Listed records start
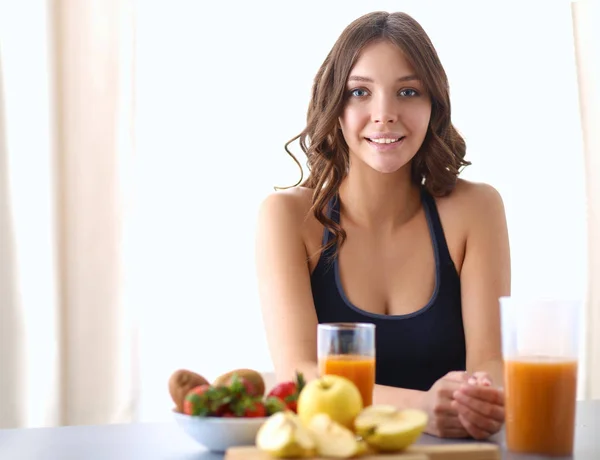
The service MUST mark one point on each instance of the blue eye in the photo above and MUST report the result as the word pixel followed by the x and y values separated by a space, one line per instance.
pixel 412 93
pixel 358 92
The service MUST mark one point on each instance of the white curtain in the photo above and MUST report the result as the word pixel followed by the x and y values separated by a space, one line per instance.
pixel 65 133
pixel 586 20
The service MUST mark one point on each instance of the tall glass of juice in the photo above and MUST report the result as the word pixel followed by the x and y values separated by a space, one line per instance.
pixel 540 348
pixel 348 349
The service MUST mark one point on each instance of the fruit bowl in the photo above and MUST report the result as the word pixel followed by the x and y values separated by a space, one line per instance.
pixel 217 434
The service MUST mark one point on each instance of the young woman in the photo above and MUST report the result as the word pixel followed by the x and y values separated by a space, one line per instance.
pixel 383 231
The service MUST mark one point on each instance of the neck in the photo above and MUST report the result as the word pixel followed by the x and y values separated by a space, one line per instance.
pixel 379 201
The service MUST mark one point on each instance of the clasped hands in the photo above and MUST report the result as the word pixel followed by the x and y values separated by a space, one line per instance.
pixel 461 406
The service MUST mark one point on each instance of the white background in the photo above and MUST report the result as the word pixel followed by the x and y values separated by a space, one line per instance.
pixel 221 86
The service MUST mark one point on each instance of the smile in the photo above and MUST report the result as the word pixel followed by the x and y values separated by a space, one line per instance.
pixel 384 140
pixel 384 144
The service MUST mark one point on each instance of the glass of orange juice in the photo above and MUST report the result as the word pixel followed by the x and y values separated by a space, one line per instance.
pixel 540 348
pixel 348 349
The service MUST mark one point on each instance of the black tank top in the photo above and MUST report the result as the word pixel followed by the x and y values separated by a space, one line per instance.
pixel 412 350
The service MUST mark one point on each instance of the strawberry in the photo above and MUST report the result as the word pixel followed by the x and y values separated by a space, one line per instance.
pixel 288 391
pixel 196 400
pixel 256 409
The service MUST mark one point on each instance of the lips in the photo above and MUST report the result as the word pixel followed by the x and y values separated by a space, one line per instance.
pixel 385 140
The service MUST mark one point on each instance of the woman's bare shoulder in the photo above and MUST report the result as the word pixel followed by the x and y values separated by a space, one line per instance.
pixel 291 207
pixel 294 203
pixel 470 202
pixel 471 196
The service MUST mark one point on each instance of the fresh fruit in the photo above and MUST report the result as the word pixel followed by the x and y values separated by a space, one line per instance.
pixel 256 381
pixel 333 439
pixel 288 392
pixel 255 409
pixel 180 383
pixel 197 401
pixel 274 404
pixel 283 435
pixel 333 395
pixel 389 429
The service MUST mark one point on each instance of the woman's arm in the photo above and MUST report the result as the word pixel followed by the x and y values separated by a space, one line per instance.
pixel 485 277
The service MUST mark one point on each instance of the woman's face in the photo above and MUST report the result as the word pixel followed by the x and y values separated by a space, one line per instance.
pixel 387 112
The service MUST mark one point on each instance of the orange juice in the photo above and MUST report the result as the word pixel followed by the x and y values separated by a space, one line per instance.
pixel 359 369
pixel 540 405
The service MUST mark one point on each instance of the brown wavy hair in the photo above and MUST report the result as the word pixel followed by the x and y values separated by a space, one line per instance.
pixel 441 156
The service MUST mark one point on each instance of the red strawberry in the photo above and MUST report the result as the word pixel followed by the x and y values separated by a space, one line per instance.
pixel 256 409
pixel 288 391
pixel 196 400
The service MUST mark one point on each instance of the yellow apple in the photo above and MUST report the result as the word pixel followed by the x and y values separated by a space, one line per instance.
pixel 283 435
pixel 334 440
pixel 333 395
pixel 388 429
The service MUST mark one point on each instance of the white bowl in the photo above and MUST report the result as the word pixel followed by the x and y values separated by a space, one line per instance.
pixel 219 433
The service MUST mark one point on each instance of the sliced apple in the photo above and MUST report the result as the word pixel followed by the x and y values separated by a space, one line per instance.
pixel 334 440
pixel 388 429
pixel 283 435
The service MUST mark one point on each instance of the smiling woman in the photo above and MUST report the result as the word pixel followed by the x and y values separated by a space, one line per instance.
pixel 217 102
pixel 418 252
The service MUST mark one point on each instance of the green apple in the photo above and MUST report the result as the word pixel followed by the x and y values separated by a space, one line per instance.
Listed records end
__Task details__. Write out all the items above again, swapping "MUST" for "SHALL" everywhere and changing nothing else. Leave out the pictures.

__Task output__.
The service SHALL mark one point on each instance of the blue eye in the photo above and SHALL report the result as the word pixel followed by the x and y values separated by a space, one line per instance.
pixel 412 93
pixel 358 92
The service SHALL mark one point on each instance of the white curtain in the photo above and SHALL report the result as the word pixel followed by the x and y values separated by a space, one line per instance.
pixel 65 133
pixel 586 20
The service SHALL mark one point on each instance of the tall glass of juice in the photo above and SHALL report the result as the word pixel followed by the x and y values separated by a space, one line per instance.
pixel 540 348
pixel 348 349
The service SHALL mark one point on each instance of the fruit bowl in the photo above and SHALL report the result as the word pixel followed by the x and y values separated by a space, one line per instance.
pixel 217 434
The service SHALL mark one point on each instance of the young woman in the photo above and SHALL report the result as the word pixel followed by the x and y values separated by a space, one line per instance.
pixel 383 231
The service SHALL mark one point on each instance of the neck in the photo above and SHALL report the result as the word pixel followed by the x and y values separated by a space, one line per instance.
pixel 379 201
The service SHALL mark one point on each instance of the clasped hands in the photo above and SHALL report the result as the word pixel followed by the x and y values separated by a space, one line per instance.
pixel 461 406
The service SHALL mark one point on each instance of the white background in the photo above and SHALL report the result as the word pixel followed by the x and y values separated by a space, one line per instance.
pixel 221 86
The service SHALL mark one point on each instance of the smile in the photo above and SHALL report the result as the word pixel followed by the x and y values separated by a space, one line per instance.
pixel 384 140
pixel 384 144
The service SHALL mark one point on each instance of the glass of orange juice in the photo above and SHALL report the result as the word pixel followed by the x and y values separated by a space, one line per instance.
pixel 540 348
pixel 348 349
The service SHALL mark one point on each instance of the black tank top in the photo above and SHALL report the result as the word pixel followed by the x and y values separated by a space, one line per instance.
pixel 412 350
The service SHALL mark one point on each instance of the strawberry in the photo above and SHALL report the result as the word pixel followed by the x and y values separated by a space, one line per instance.
pixel 288 391
pixel 196 400
pixel 256 409
The service SHALL mark one point on each instance of the lips in the photo above and SHALL report the result as the word pixel followed by the x and y values separated by a space, one line per instance.
pixel 385 140
The service SHALL mark one point on each instance of the woman's bare shoulder in the photo above and SHALL report the result as the word pixel followed by the x and y values separated by a space, one line per instance.
pixel 291 207
pixel 294 203
pixel 470 202
pixel 471 196
The service SHALL mark one point on each instance of the fresh fruit in the photo above and SHALL report the result as the word pixel followed by the x and y values separated by a space, one line per instance.
pixel 256 381
pixel 333 439
pixel 288 392
pixel 255 409
pixel 180 383
pixel 197 401
pixel 274 404
pixel 283 435
pixel 333 395
pixel 389 429
The service SHALL mark one point on each instance of the woman's arm in the photo above and SHALL report the result as the word pixel followed by the x and y values separated by a space, one line per instance.
pixel 485 277
The service SHALL mark one point on each instance of the woman's face in the photo above and SHALL report the result as the word pixel followed by the x and y values separated by a space, one line per instance.
pixel 387 112
The service SHALL mark one point on each instance of the orange juice in the photo above and SHALL report the result as the word pixel followed by the x and y values separated by a space, one line per instance.
pixel 359 369
pixel 540 405
The service SHALL mark one point on each instance of the brown wavy hair in the photo above and SHALL report the result as the word pixel followed by the x and y values separated by a space, one line per instance.
pixel 441 156
The service SHALL mark one point on each instance of the red strawberry in the photo above and SHALL report the result as the word pixel followed by the x and y values separated by a space, one line per instance.
pixel 256 409
pixel 288 391
pixel 196 400
The service SHALL mark one point on each instance of the yellow apple in the photo above and SHALL report the result as the word pixel followed by the x and y values separated by a space, one line per instance.
pixel 283 435
pixel 334 440
pixel 333 395
pixel 388 429
The service SHALL mark one point on each instance of the white bowl in the photo above and SHALL report the result as the word pixel followed by the x and y values separated by a space, one line per instance.
pixel 219 433
The service SHALL mark one point on each instance of the sliced apple in the photo above and SHALL report the result as the word pixel followed by the x and y values separated by a space, one line per instance.
pixel 334 440
pixel 388 429
pixel 283 435
The service SHALL mark one point on each instance of the smiling woman in the photo above and SHALL report the result as the word pixel followed by the x and y values separated by a space, one line per instance.
pixel 217 102
pixel 418 252
The service SHALL mark one point on each instance of the green apple in the photo above and SHALL report the result as the word pixel followed by the x and y values separated by a space, one line per instance.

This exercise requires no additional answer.